Exercise objective ::
Only one stretch of the data below is wanted: the lines starting at the one with "Target: bridge tower" and ending at the one with "Target: white painted tower", both included, given again exactly.

(Supplied material)

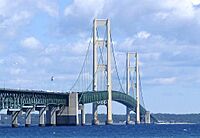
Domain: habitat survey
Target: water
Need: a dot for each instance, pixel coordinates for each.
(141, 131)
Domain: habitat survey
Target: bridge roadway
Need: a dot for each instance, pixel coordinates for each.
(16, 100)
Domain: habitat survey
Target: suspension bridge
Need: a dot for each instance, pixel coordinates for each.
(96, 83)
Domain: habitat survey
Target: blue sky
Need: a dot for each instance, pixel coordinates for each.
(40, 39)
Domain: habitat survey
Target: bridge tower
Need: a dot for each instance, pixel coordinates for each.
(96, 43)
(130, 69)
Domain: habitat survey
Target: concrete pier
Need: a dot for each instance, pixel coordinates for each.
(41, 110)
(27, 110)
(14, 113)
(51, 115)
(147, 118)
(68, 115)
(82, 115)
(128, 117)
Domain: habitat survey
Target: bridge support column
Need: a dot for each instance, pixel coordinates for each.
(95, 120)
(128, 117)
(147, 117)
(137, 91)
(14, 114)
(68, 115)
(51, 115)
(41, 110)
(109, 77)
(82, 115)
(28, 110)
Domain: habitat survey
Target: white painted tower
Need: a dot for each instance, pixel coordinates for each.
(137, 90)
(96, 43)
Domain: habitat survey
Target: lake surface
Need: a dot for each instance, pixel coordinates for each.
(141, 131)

(End Supplied material)
(Supplied material)

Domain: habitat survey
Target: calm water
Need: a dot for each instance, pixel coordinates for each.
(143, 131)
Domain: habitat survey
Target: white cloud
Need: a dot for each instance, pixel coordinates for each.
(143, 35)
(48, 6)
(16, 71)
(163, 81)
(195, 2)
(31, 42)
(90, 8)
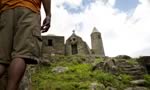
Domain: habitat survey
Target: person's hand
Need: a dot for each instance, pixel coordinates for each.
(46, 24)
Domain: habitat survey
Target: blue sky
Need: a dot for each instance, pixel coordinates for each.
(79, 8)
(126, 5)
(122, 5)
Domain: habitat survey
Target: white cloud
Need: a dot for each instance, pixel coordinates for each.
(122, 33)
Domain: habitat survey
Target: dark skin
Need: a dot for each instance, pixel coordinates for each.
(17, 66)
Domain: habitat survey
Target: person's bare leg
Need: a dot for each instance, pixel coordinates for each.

(End Supplied material)
(Supplied material)

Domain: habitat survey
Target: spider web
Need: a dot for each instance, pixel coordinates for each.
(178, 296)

(End Supplied material)

Response ::
Target: bridge tower
Need: a dot for each instance, pixel coordinates for each.
(96, 43)
(130, 69)
Domain: habitat survey
Target: concrete pier
Need: a dot for each instance, pixel coordinates for each.
(41, 110)
(27, 110)
(14, 113)
(51, 115)
(147, 118)
(68, 115)
(82, 115)
(128, 117)
Domain: habitat survey
Target: bridge support column
Need: a dot for each instance, pixel coordinates for each.
(95, 120)
(128, 117)
(147, 117)
(137, 91)
(14, 114)
(68, 115)
(51, 115)
(41, 110)
(109, 77)
(82, 115)
(28, 110)
Domain: habitat survey
Target: white painted tower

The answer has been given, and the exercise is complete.